▸ **Enunciado da tarefa**:
Responda às perguntas a seguir com base no trecho sobre o cenário político brasileiro:
(a) Que resposta costuma ser dada a quem pede um palpite sobre os eleitos em 2018?
(b) Segundo a lista do ministro Edson Fachin, quantos senadores e quantos deputados federais são investigados?
(c) Que projeto do Congresso é visto como uma tentativa clara de barrar a Operação Lava Jato?

▸ **Trecho do documento**:

———

Quando me pedem um palpite sobre os eleitos em 2018, eu costumo responder: “Aqueles que não estiverem presos”. Claro que há uma carga de humor negro nessa resposta, mas não deixa de ser provável que até lá possíveis candidatos à Presidência da República, aos governos dos estados e ao Congresso Nacional estejam, de fato, atrás das grades ou pelo menos prestando esclarecimentos à Justiça.

O cenário político do Brasil é, hoje, o de terra arrasada. Não gosto de generalizar, até porque conheço bons representantes do povo e acredito na honestidade de outros, mas o panorama é o de um Congresso Federal sem moral e em quem já não é possível confiar.

Não é de hoje que a reputação do Legislativo e do Executivo estão no fundo do poço. Pior ficou após a divulgação da lista do ministro Edson Fachin, relator da Operação Lava Jato no Supremo Tribunal Federal (STF). Ao todo, são oito ministros do governo Michel Temer, mais de um terço do Senado (29 senadores) e 39 deputados federais investigados. Não posso deixar de destacar as delações que implicam políticos de quase todos os partidos. Em um país onde as instituições são mais sólidas, acredito que pelo menos os ministros teriam sido afastados de seus cargos. No Brasil, ao contrário, todos permanecem em suas posições como se nada tivesse acontecido.

Nos últimos meses, temos vivenciado uma série de ações do Congresso Nacional para aprovar emendas, projetos e afins que beneficiam apenas suas Excelências. Uma das mais recentes é a que trata do abuso de autoridade. Não defendo que juízes e promotores não devam ser punidos quando cometem abusos, mas somente alguém muito ingênuo não enxerga nesse projeto uma tentativa clara de barrar a Operação Lava Jato.

———

▸ **Bloco de dados**:
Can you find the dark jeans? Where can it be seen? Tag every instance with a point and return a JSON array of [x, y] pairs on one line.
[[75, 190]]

———

▸ **Resultado do exercício**:
(a) “Aqueles que não estiverem presos”.
(b) 29 senadores e 39 deputados federais.
(c) O projeto que trata do abuso de autoridade.